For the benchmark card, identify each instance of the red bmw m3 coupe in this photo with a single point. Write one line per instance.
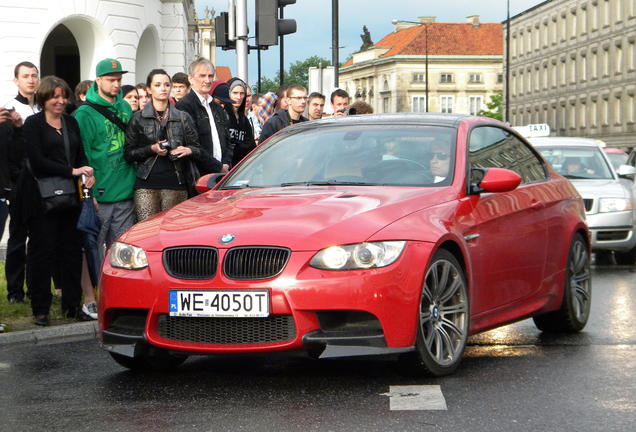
(376, 234)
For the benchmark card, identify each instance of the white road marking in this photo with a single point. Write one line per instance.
(416, 397)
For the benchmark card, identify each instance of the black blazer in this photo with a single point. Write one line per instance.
(191, 104)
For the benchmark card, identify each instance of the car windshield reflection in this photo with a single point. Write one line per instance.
(391, 155)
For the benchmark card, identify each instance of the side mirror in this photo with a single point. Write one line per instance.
(495, 180)
(208, 181)
(626, 171)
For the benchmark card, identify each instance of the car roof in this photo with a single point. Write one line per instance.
(414, 118)
(564, 141)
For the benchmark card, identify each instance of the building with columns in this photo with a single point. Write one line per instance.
(464, 62)
(573, 66)
(68, 38)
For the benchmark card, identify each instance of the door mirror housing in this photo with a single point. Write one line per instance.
(494, 180)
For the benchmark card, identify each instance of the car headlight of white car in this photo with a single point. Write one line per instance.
(607, 205)
(127, 256)
(358, 256)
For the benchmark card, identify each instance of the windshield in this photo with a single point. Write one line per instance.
(578, 162)
(367, 154)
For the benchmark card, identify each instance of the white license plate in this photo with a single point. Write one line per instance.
(220, 303)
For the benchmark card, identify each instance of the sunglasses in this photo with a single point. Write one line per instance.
(440, 156)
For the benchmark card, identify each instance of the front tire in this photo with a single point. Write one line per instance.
(443, 318)
(577, 293)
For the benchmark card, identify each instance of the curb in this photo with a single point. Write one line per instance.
(85, 329)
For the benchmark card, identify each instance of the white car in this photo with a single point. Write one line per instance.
(608, 194)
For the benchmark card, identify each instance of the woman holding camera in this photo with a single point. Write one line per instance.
(161, 141)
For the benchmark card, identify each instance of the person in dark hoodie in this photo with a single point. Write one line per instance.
(241, 133)
(297, 99)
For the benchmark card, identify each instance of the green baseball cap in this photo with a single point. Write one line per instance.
(108, 66)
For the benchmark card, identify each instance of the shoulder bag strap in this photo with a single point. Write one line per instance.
(108, 114)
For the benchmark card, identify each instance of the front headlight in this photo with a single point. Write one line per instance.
(127, 256)
(358, 256)
(607, 205)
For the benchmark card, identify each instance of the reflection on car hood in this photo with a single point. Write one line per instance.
(301, 218)
(592, 189)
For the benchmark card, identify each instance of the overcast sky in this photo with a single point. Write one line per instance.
(313, 18)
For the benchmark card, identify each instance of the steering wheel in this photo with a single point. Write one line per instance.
(399, 171)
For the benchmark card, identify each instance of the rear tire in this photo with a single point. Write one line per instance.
(577, 293)
(443, 319)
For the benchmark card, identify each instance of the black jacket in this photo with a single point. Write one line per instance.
(144, 130)
(278, 121)
(192, 105)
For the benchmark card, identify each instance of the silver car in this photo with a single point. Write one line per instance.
(608, 194)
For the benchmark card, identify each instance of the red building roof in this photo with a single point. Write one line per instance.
(443, 39)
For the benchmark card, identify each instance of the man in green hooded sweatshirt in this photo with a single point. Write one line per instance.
(103, 140)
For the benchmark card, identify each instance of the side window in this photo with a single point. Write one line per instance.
(492, 147)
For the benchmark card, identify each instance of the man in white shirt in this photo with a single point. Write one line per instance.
(209, 118)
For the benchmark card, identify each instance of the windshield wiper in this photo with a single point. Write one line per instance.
(327, 183)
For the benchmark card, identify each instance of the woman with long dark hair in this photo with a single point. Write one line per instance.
(241, 132)
(54, 150)
(163, 142)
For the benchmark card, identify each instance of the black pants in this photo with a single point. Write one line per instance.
(55, 248)
(16, 255)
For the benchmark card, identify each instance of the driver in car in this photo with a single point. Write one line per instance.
(440, 161)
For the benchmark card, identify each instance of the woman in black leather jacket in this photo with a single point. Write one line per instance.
(163, 143)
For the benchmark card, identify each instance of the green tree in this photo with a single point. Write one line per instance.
(495, 107)
(298, 73)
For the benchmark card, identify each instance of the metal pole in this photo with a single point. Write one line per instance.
(258, 53)
(282, 50)
(334, 42)
(507, 111)
(241, 39)
(426, 62)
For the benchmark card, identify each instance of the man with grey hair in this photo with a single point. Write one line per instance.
(209, 118)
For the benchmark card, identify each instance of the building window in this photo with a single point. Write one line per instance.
(474, 78)
(475, 104)
(446, 104)
(446, 78)
(419, 104)
(418, 77)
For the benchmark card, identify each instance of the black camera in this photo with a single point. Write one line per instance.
(167, 145)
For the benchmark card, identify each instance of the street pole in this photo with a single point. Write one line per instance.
(334, 42)
(507, 111)
(281, 15)
(241, 39)
(426, 62)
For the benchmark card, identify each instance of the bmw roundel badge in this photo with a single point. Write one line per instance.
(227, 238)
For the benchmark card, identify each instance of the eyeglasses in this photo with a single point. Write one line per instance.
(440, 156)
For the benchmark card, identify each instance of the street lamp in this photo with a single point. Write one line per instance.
(425, 24)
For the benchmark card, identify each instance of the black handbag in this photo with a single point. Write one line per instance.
(59, 193)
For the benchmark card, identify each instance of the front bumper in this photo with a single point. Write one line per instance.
(612, 231)
(356, 312)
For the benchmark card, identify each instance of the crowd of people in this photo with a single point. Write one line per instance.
(139, 149)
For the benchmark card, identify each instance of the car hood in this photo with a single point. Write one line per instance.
(592, 189)
(300, 218)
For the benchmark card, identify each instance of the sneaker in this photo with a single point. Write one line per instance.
(90, 310)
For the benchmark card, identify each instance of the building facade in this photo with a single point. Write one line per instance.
(68, 38)
(573, 66)
(464, 63)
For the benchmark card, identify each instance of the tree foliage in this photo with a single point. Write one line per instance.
(495, 107)
(298, 73)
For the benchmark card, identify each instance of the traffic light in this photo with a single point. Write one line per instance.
(220, 31)
(268, 26)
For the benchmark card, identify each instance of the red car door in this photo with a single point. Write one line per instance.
(506, 233)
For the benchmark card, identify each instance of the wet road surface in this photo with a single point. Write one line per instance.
(512, 379)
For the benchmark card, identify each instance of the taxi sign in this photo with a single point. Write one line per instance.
(533, 130)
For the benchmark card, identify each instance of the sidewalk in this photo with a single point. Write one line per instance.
(83, 330)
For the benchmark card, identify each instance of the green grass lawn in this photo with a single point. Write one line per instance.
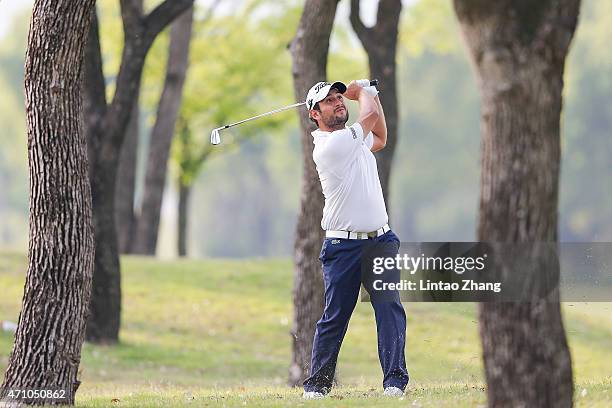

Given task >> Please arrange all the items above as a JSON list of strings, one string per line, with blank lines and the pictures left out.

Answer to the task >>
[
  "For the benchmark card, identify each instance of the red bmw m3 coupe in this photo with a single point. Write one line per instance.",
  "(376, 234)",
  "For the benchmark card, identify each instance of the white road marking in this photo with a single point. Write one line per instance.",
  "(416, 397)",
  "For the benchmark card, identify each instance of the black blazer in this photo with a single point. Write one line per instance.",
  "(191, 104)",
  "For the benchmark card, identify each instance of the car windshield reflection in this photo with a single point. Write one line per instance.",
  "(391, 155)",
  "For the benchmark card, identify each instance of the side mirror in this photo with a single point. Write one line per instance.",
  "(495, 180)",
  "(208, 181)",
  "(626, 171)",
  "For the benchmark card, identify each instance of the car roof in this photo with a single point. Write one line per instance.",
  "(414, 118)",
  "(564, 141)",
  "For the benchmark card, identify each instance of the building with columns in this photo with a single point. Write one line per instance.",
  "(464, 62)",
  "(573, 66)",
  "(68, 38)",
  "For the benchmark card, identify each instance of the door mirror housing in this photo with a single point. Write one line per instance.",
  "(494, 180)",
  "For the benchmark card, identify each instance of the car headlight of white car in this photo with a single point. Write one line per instance.",
  "(607, 205)",
  "(127, 256)",
  "(358, 256)",
  "For the benchmark card, identify each instance of the windshield in this photo with a single point. Write one line per instance.",
  "(578, 162)",
  "(367, 154)",
  "For the benchmark card, identify each instance of the white license plate in this photo with a single point. Write one line per instance.",
  "(220, 303)",
  "For the benchmark card, identify each instance of the sunglasses in this photo with a single point. Write one line per instance.",
  "(440, 156)",
  "For the benchmark card, identify each instance of the front tire in this photo with a single point. Write one line per instance.",
  "(443, 318)",
  "(577, 293)",
  "For the benchmark card, identify each instance of the curb in this photo with a single point. Write one line per instance.",
  "(85, 329)",
  "For the benchmark card, identify each instance of the white car in this photo with a single point. Write one line per instance.",
  "(608, 194)",
  "For the benchmark card, identify each instance of the woman holding camera in this photo with a single point. Write one line per instance.",
  "(161, 141)",
  "For the benchmark card, identify each instance of the person in dark hoodie in this photo with a single point. Write one line per instance.",
  "(241, 133)",
  "(297, 99)",
  "For the benchmark card, identify each instance of the green baseball cap in this photo with a single point. Write one line per instance.",
  "(108, 66)",
  "For the benchmark card, identify each instance of the shoulder bag strap in this photo with a single point. Write one line per instance.",
  "(108, 114)",
  "For the benchmark card, identify each instance of the front headlight in this photo with a single point. Write one line per instance.",
  "(127, 256)",
  "(358, 256)",
  "(607, 205)",
  "For the benchmark card, identify each instance of the reflection on car hood in this photo with a single point. Write one line per instance.",
  "(301, 218)",
  "(592, 189)",
  "For the benchmark card, identify each instance of the overcast sky in this photo with a single point. Write one line per instance.",
  "(313, 18)",
  "For the benchmark card, identify each instance of the steering wheel in this photo with a single point. Write one line per instance.",
  "(399, 171)",
  "For the benchmark card, identify each instance of the rear tire in this photo with a single point. Write one line per instance.",
  "(577, 293)",
  "(443, 319)",
  "For the benchmark card, identify each instance of the black jacket in this photo with a single point. Write one line per instance.",
  "(144, 130)",
  "(278, 121)",
  "(192, 105)",
  "For the benchmark card, identify each instance of the silver car in this photo with a single point. Write one line per instance.",
  "(608, 194)",
  "For the benchmark card, identify each instance of the red building roof in this photo with a single point. Write one line per instance.",
  "(443, 39)",
  "For the benchmark card, identify each instance of the man in green hooded sweatshirt in this photo with a single point. Write one line per instance.",
  "(103, 140)",
  "For the benchmark card, identify each instance of the side window in this photo with a single point. Write one line per instance.",
  "(492, 147)",
  "For the benchmark card, identify each instance of the man in white shirt in this photo with a single point. Write one line per instance.",
  "(209, 118)",
  "For the benchmark card, identify each instance of the windshield wiper in this photo with a single point. Write one line per instance.",
  "(327, 183)",
  "For the benchmark card, identify each instance of the woman with long dark hair in this photo with a single point. Write one line per instance.",
  "(241, 132)",
  "(54, 150)",
  "(163, 142)",
  "For the benchmark card, identify each instance of the black pants in this photo with a single point. Write one line per instance.",
  "(55, 248)",
  "(16, 255)",
  "For the benchmark card, identify each instance of the driver in car in this photo with a single point. Write one line per instance.",
  "(440, 161)",
  "For the benchmark card, identify each instance of the woman in black leather jacket in this photo with a single point. Write one line per instance.",
  "(163, 143)",
  "For the benchmark card, identify each instance of the green tree in this photo with a single point. Write one line per instance.",
  "(495, 107)",
  "(298, 73)",
  "For the benchmark card, identify each instance of the metal pole in this photo with a single point. Write one line per instance.",
  "(258, 53)",
  "(282, 50)",
  "(334, 42)",
  "(507, 111)",
  "(241, 39)",
  "(426, 62)",
  "For the benchmark card, identify each instance of the man with grey hair in this photo with a single point. Write one line per instance.",
  "(209, 118)",
  "For the benchmark card, identify each instance of the building window in this photo with a single point. Write one line per instance.",
  "(474, 78)",
  "(475, 104)",
  "(446, 104)",
  "(446, 78)",
  "(419, 104)",
  "(418, 77)",
  "For the benchmark card, identify each instance of the black camera in this photo with a single point. Write one line per instance.",
  "(167, 145)",
  "For the benchmark card, identify each instance of the street pole in this photo with a single point. Write one line per instance.",
  "(334, 42)",
  "(507, 111)",
  "(281, 15)",
  "(241, 39)",
  "(426, 62)",
  "For the benchmark card, identify each instance of the bmw roundel badge in this photo with a single point. Write one line per instance.",
  "(227, 238)",
  "For the benchmark card, identify each instance of the eyeglasses in this photo with a single point. Write one line per instance.",
  "(440, 156)",
  "For the benchmark card, identify each instance of the street lamp in this photo with a single point. Write one line per instance.",
  "(425, 24)",
  "For the benchmark card, identify each instance of the black handbag in this photo with a single point. Write one line per instance.",
  "(59, 193)",
  "For the benchmark card, identify each instance of the front bumper in this photo with a single point. Write one line per instance.",
  "(612, 231)",
  "(356, 312)",
  "For the benchmark card, identify each instance of the crowd of people in this photo with a single point. Write one line per instance.",
  "(139, 149)",
  "For the benchmark card, identify each instance of the car hood in this photo with a single point. Write one line per instance.",
  "(592, 189)",
  "(300, 218)",
  "For the benchmark card, identify each instance of the sneaker in this photo with a single point. Write one line per instance.",
  "(90, 310)",
  "For the benchmark card, identify each instance of the building facade in this photo with a single point. Write one line per instance.",
  "(68, 38)",
  "(573, 66)",
  "(464, 63)",
  "For the benchmark card, identify each instance of the tree foliage in this photo with a single point. Write one line per instance.",
  "(495, 107)",
  "(298, 73)",
  "For the benchmark card, identify each instance of the traffic light in this photo with a single point. Write one line per instance.",
  "(220, 31)",
  "(268, 26)",
  "For the benchmark card, identify each instance of the red car door in this photo with a single point. Write one line per instance.",
  "(506, 233)",
  "For the benchmark card, identify each instance of the wet road surface in this photo with a single point. Write one line per instance.",
  "(512, 379)",
  "For the benchmark card, identify each instance of the taxi sign in this photo with a single point. Write one line per instance.",
  "(533, 130)",
  "For the benchmark card, identify each instance of the sidewalk in this photo with a single point. Write one line per instance.",
  "(83, 330)",
  "For the benchmark card, identify each instance of the green grass lawn in this photo with a single point. Write one line per instance."
]